*Task to carry out*. Of the lines below, write out exactly those from the line with "[[505, 217]]" through the line with "[[398, 35]]", both included, and skip the rest.
Top of Record excerpts
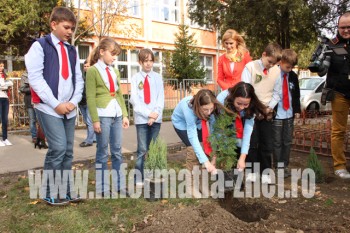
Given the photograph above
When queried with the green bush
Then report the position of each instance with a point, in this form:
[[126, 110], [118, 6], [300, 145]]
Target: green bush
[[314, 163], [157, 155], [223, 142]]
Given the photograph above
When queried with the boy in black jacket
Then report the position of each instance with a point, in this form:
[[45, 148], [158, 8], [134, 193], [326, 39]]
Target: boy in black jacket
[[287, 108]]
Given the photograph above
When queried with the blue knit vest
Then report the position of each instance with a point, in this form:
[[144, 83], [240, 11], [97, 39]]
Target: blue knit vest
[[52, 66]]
Bottom of Record excerpts
Top of Record excerpts
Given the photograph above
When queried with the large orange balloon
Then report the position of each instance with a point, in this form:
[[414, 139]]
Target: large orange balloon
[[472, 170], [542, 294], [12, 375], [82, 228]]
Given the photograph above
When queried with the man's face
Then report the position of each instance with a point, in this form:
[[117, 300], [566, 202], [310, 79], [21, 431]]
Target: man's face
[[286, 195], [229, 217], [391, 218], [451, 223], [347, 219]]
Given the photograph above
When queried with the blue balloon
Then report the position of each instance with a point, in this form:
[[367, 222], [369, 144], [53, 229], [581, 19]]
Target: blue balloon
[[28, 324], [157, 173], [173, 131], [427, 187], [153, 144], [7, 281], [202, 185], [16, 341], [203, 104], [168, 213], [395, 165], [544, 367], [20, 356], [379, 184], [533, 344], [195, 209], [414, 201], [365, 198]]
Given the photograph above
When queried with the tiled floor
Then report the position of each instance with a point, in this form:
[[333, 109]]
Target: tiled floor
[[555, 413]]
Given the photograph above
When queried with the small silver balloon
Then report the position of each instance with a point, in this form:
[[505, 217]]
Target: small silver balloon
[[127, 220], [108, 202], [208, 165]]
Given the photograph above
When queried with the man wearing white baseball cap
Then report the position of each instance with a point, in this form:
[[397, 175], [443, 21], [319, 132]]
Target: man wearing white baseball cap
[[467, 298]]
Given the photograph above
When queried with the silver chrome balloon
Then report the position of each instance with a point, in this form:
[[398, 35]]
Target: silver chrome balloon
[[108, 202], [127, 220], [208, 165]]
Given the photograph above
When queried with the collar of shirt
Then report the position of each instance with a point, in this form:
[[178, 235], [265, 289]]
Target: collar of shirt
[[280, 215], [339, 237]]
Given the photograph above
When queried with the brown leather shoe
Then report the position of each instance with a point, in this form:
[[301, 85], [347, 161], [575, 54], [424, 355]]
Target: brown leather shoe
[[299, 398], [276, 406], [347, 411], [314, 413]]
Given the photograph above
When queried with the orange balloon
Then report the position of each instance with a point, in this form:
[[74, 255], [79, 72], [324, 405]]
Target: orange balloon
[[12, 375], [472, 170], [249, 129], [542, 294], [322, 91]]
Bottom of Record excerpts
*Your response*.
[[505, 217]]
Target: small silver balloon
[[127, 220], [108, 202], [208, 165]]
Given the photograph above
When queried with the man wearing white baseball cap
Then report the position of each instance with a point, in this form:
[[397, 175], [443, 21], [319, 132]]
Target: man wearing white baseball cap
[[467, 298]]
Given the photograph above
When queried with the silver chrome balloon
Then report the position of each instance with a point, in this form:
[[398, 35]]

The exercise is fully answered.